(DESCRIPTION OF THE TASK): Copy out every one of the entries below word for word, keeping each line in its original order.

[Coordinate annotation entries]
★ ★ ★ ★ ★

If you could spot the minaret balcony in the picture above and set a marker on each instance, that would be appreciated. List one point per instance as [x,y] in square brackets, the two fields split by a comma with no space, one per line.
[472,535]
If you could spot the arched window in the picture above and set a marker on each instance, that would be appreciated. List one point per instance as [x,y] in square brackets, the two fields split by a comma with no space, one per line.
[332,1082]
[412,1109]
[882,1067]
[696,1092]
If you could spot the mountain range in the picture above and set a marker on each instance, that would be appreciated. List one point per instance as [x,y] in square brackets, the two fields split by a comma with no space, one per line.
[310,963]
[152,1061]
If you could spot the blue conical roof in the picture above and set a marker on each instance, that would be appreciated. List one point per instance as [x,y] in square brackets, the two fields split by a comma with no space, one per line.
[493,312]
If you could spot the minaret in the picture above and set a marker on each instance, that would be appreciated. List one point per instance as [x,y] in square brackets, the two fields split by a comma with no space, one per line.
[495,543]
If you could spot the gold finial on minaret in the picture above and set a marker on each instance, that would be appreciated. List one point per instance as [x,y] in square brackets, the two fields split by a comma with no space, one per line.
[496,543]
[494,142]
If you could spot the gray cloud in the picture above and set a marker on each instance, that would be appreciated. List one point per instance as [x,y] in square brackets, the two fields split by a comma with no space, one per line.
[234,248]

★ ★ ★ ★ ★

(EXERCISE RESPONSE):
If you could spot the minaret balcony in the picture above and set a marker on each instance, that would be appreciated. List one point per instance as [x,y] in square brackets, the two fields split by a comma with no space, one per line.
[472,535]
If you could spot the arched window in the picture above and set a marker on each instance, that would be appreciated. List one point per instance as [x,y] in square brackets, the two fields split by a comma with no space, one per line.
[332,1082]
[412,1109]
[882,1067]
[696,1092]
If you could spot the mountain range in the picture above and set a marker on each instance, that would be appreciated. List one point per instance as [x,y] in square brackets, the two fields split by a comma with no space, one per line.
[310,963]
[152,1061]
If you could spot the blue conical roof in the picture above and set a marker on each instance, that would be appreciated. List one point per instance as [x,y] in square brackets, the two fields split by a comma with no space, one per line.
[493,312]
If you could spot the minaret in the picture above and set a marker on each instance, that would be appreciated. List one point per instance as [x,y] in square brackets, the two fields split by a comma with no space, one per line.
[495,543]
If you could spot the gold finial on minaret in the picture above and set a marker on each instance, that would be appreciated. List one point per instance as [x,y] in square brackets, the two fields split by a comma with no space, one per line.
[496,543]
[494,142]
If you could spot the gray cloud in the picture above and set a marker on each instance, that would be appreciated. List one point per instance as [x,y] in square brackets, the two fields split by a comma with no space, one per line.
[234,248]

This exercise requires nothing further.